(Available data)

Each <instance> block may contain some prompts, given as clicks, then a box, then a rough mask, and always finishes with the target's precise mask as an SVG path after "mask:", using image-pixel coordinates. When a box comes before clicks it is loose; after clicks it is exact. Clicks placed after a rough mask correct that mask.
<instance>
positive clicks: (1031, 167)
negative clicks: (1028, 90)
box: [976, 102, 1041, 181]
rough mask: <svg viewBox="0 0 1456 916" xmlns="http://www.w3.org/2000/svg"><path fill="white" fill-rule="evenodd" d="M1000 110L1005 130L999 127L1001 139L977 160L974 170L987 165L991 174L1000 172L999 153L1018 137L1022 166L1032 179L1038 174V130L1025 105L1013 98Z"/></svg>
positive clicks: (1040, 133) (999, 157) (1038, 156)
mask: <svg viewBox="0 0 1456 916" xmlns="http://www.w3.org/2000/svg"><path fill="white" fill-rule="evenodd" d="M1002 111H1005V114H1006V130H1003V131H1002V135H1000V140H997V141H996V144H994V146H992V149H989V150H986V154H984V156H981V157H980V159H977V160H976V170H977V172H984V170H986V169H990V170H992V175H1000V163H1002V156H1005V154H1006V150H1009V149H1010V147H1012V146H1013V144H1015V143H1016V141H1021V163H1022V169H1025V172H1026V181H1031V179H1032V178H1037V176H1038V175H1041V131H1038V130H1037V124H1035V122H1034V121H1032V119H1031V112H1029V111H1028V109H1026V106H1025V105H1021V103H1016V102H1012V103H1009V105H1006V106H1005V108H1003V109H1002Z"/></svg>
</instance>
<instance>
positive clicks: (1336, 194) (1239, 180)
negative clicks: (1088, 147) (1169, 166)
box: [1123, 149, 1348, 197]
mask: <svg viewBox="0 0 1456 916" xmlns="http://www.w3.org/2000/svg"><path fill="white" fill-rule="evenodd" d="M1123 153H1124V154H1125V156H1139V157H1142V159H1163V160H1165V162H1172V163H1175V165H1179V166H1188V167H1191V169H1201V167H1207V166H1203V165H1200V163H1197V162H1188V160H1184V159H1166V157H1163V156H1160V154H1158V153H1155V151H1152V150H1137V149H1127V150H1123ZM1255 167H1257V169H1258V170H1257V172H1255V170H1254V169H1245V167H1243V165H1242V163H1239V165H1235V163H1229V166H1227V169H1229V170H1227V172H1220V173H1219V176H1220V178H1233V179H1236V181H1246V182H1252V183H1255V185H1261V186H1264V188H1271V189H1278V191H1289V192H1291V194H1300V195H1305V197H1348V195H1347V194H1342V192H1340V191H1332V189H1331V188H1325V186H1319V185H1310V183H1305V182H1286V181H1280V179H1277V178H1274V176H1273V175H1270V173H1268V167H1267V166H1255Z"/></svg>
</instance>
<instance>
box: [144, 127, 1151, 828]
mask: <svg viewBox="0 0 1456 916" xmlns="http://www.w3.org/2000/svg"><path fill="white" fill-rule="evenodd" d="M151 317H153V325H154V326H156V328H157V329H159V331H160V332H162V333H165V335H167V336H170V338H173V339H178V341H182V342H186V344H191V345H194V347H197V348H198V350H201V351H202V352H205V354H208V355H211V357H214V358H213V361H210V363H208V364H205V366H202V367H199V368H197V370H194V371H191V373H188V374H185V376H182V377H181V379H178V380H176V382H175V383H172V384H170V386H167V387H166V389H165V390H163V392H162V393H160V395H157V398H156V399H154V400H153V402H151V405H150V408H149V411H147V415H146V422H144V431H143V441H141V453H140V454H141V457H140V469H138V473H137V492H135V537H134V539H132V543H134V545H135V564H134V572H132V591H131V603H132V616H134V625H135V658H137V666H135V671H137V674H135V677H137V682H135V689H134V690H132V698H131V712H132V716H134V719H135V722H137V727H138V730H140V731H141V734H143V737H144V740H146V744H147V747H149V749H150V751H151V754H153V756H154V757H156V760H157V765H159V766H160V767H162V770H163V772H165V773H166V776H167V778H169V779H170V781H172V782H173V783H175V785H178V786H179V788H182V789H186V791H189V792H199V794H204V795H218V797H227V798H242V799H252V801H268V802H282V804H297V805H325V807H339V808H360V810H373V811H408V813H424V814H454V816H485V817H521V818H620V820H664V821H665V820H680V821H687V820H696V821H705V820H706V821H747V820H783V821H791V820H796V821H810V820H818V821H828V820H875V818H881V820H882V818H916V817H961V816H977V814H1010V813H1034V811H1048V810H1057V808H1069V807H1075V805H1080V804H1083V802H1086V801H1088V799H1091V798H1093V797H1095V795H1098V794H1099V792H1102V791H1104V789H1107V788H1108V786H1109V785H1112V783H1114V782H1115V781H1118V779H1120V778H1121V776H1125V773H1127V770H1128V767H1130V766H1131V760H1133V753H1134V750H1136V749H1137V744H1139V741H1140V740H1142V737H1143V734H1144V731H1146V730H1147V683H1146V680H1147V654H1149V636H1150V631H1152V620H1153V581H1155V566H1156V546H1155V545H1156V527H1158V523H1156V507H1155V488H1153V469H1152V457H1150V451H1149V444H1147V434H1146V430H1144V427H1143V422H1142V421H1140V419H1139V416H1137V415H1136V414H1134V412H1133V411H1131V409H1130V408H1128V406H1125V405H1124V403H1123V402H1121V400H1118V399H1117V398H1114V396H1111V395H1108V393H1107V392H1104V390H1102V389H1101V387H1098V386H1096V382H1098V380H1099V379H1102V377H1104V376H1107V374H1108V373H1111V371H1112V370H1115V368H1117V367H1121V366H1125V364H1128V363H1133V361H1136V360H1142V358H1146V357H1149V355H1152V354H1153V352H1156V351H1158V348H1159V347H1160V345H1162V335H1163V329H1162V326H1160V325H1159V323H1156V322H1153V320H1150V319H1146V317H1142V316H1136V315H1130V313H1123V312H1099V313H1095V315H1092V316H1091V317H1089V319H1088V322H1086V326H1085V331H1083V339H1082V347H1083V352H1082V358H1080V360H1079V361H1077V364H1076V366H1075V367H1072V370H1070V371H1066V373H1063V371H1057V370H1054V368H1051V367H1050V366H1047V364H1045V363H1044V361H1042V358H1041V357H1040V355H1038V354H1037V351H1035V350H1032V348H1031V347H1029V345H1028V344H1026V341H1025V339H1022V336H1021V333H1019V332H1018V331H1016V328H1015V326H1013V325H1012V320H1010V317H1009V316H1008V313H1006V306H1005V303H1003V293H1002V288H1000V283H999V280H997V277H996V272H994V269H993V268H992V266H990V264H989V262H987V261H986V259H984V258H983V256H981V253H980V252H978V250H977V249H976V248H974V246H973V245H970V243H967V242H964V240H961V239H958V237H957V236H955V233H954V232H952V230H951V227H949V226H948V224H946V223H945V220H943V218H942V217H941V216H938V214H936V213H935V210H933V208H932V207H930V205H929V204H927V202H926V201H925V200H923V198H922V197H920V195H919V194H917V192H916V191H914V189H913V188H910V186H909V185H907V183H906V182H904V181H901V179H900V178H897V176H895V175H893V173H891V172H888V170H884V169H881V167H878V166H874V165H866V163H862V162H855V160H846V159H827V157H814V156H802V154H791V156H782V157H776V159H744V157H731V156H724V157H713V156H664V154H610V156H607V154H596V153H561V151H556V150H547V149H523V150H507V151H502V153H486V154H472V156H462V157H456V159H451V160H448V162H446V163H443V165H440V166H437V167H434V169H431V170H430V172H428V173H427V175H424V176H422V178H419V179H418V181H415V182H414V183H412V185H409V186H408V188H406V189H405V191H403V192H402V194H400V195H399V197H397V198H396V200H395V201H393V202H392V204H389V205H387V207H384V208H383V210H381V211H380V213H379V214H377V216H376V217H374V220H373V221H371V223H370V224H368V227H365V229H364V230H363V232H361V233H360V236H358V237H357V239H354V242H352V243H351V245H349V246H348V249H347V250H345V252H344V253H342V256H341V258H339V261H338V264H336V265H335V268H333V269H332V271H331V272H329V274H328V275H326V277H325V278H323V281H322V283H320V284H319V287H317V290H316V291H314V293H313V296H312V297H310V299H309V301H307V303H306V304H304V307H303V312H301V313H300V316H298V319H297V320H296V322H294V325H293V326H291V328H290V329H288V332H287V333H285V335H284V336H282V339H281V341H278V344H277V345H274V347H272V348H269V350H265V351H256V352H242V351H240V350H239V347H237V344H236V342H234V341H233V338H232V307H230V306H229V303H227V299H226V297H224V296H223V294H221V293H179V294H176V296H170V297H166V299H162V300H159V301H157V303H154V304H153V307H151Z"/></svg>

(End Available data)

**Request:**
Reproduce the entries word for word, from their beginning up to and including the line that contains "box: [976, 102, 1041, 181]".

**Worked solution:**
Each <instance> block may contain some prompts, given as clicks, then a box, then a rough mask, and always finishes with the target's precise mask as an SVG path after "mask:", using image-pixel coordinates. When a box comes before clicks it is loose; after clicks it is exact. Clicks placed after a rough mask correct that mask.
<instance>
positive clicks: (1031, 167)
negative clicks: (1028, 90)
box: [976, 102, 1041, 181]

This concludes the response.